> _Selected extract_:
-- begin --

An End-to-End Entity Linking Dataset of Cultural Heritage Objects
- To download the model files (2.61 GB), execute the following bash line:
$ bash src/download_model_files.sh
docker
Pull the following image:
$ docker pull c1587s/aat_elq_entity_linking:latest
Use the image in a container with shared volume:
$ docker run --gpus all --rm -it --name elq_cont -v $(pwd):/home/shared_volume c1587s/aat_elq_entity_linking
- conda environment
Create and activate the environment:
$ conda create -n elqel -y python=3.7 && conda activate elqel
Install requirements:
$ pip install -r ./requirements.txt
To produce predictions, ELQ requires text inputs as lists of dictionaries in python-format, as in the example provided below:
text_to_link = [{
"id": "BM-A_1936-1012-44",
"text": "Figure (woman) wearing Rainbow Dance costume. \
Made of red, black, blue, gold painted earthenware.".lower(),
},
{
"id": "BM-A_1940-0716-13",
"text": "Figure (Gaṇesa). Folk deity,seated feet crossed holding 2 lotuses. \
Made of bronze.".lower(),
}
]
Once input data is properly formatted, predictions can be obtained as follows:
import os
from elqel.entity_linking import ELQEntityLinker
biencoder_path = "./biencoder/pytorch_model.bin"

-- end --

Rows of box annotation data
-- begin --

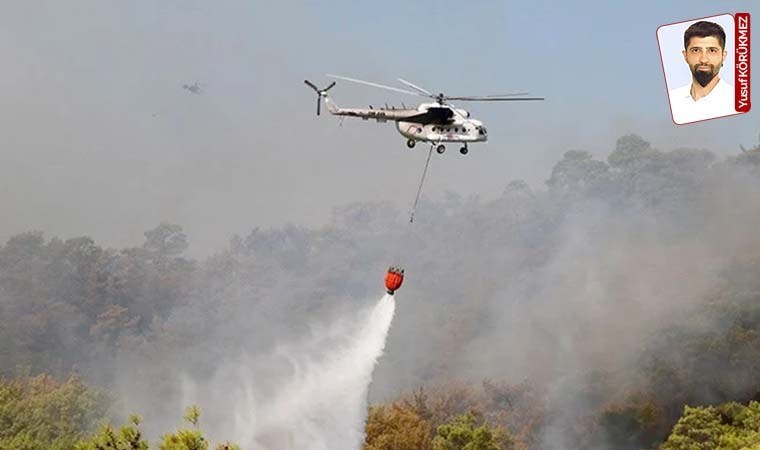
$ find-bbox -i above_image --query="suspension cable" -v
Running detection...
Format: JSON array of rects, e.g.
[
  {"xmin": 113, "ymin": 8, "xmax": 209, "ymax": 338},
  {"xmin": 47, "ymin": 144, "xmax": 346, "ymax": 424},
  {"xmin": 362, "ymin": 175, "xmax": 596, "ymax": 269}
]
[{"xmin": 409, "ymin": 145, "xmax": 433, "ymax": 223}]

-- end --

> _To-do list_:
A. In the entity linking page, what Python version does the conda command set up for the environment?
B. Proceed with the entity linking page, picking up right after its last line.
Nothing in the listing is needed here.

> _Expected outputs_:
A. Python 3.7

B.
models_path = "./models/"
# instantiate model
elq_model = ELQEntityLinker(models_path=models_path,
biencoder_path=biencoder_path,
prediction_type="unique")
# predict
predictions = elq_model.entity_linking(data_to_link_example)
Output format
You may have noticed the prediction_type
parameter when instantiating the model from the above example. This parameter allows you to indicate whether the candidates from the “entity disambiguation step” must be returned
prediction_type=='unique'
Using ‘unique’ as prediction_type in ELQEntityLinker will produce prediction raw outputs, only including the information for the best candidate found by the model using the following fields:
-id (str): unique text identifier
-pred_triples (list of tuples): Each tuple contains the knowledge base ID, and indicates the tagged item using start and end tokens
-pred_tuples_string (list of lists): Each sublist contains linked aat title and tagged item (str), respectively
-scores (list of floats): List of scores for the best candidate
-text (str): text being annotated
-tokens tokens (list of ints): tokenized text
Output Example:
{'id': 'BM-A_1936-1012-44',
'pred_triples': [('31871', 8, 9),
('30731', 19, 20),
('30193', 20, 23),
('64866', 1, 2)],
'pred_tuples_string': [['costume', 'costume'],
['painted', 'painted'],
['earthen ware', 'earthenware'],
['human figures', 'figure']],
'scores': [8.12,
5.84,
5.38,
4.93],
'text': 'figure (woman) wearing rainbow dance costume. made of red, black, '
'blue, gold painted earthenware.',
'tokens': [101,
...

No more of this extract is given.